WRITTEN INSTRUCTION A: Output the passage of the article on The Clockwork Testament between "The Clockwork Testament is a novella" and "followed in 1984.", inclusive, word for word.
— begin EXTRACTED TEXT —
The Clockwork Testament
- Author: Anthony Burgess
- Original title: The Clockwork Testament; or, Enderby's End
- Language: English
- Series: Enderby tetralogy
- Genre: Mock epic; satire
- Publisher: Hart-Davis, MacGibbon
- Publication date: 1974
- Publication place: United Kingdom
- Media type: Print
- Preceded by: Enderby Outside
- Followed by: Enderby's Dark Lady

= The Clockwork Testament, or Enderby's End =

Novella by Anthony Burgess

The Clockwork Testament is a novella by the British author Anthony Burgess. It is the third of Burgess' four Enderby novels and was first published in 1974 by Hart-Davis, MacGibbon Publishers. It is usually subtitled Enderby's End, as it was originally intended to be the last book in the Enderby series. However, a further sequel, Enderby's Dark Lady, followed in 1984.

==Plot summary==
Enderby is a dyspeptic British poet, 56 years old, and The Clockwork Testament is an account of his last day alive. The day in question is a cold one in February. He spends it in New York City, where for the past several months he's been working as a visiting professor of English literature and composing a long poem about St Augustine and Pelagius.
— end EXTRACTED TEXT —
— begin MATERIAL PROVIDED —
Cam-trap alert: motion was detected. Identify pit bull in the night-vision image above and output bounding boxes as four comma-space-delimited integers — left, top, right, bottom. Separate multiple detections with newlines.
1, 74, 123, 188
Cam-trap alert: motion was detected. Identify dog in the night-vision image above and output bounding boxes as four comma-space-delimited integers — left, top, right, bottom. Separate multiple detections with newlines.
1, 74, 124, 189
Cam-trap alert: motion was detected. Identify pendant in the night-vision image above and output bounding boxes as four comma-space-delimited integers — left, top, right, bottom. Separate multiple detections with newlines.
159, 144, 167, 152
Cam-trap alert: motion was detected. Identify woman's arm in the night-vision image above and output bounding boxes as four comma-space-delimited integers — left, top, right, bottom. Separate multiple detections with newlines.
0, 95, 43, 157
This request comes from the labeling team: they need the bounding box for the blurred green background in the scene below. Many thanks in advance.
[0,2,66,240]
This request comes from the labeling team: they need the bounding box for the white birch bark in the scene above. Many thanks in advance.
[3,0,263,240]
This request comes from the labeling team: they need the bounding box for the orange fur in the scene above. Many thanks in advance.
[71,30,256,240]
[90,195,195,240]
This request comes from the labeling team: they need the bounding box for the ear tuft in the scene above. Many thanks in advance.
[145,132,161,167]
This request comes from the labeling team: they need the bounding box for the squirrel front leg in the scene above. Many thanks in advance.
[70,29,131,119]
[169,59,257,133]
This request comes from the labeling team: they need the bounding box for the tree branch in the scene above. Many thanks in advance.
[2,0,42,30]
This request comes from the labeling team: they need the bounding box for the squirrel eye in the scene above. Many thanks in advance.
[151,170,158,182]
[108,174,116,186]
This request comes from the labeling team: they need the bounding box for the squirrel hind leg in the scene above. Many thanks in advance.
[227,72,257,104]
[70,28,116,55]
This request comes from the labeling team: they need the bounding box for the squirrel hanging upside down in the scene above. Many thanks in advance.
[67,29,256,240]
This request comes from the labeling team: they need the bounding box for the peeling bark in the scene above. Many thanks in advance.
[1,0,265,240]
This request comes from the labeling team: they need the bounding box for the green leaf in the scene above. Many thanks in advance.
— end MATERIAL PROVIDED —
WRITTEN INSTRUCTION B: Return, unchanged, the lines of the listing between the lines holding "below. Many thanks in advance." and "[169,59,257,133]", inclusive, and nothing else.

EXPECTED OUTPUT A:
The Clockwork Testament is a novella by the British author Anthony Burgess. It is the third of Burgess' four Enderby novels and was first published in 1974 by Hart-Davis, MacGibbon Publishers. It is usually subtitled Enderby's End, as it was originally intended to be the last book in the Enderby series. However, a further sequel, Enderby's Dark Lady, followed in 1984.

EXPECTED OUTPUT B:
This request comes from the labeling team: they need the bounding box for the blurred green background in the scene below. Many thanks in advance.
[0,2,66,240]
This request comes from the labeling team: they need the bounding box for the white birch bark in the scene above. Many thanks in advance.
[3,0,263,240]
This request comes from the labeling team: they need the bounding box for the orange fur in the scene above. Many thanks in advance.
[71,30,256,240]
[90,195,195,240]
This request comes from the labeling team: they need the bounding box for the ear tuft in the scene above. Many thanks in advance.
[145,132,161,167]
This request comes from the labeling team: they need the bounding box for the squirrel front leg in the scene above. Many thanks in advance.
[70,29,131,119]
[169,59,257,133]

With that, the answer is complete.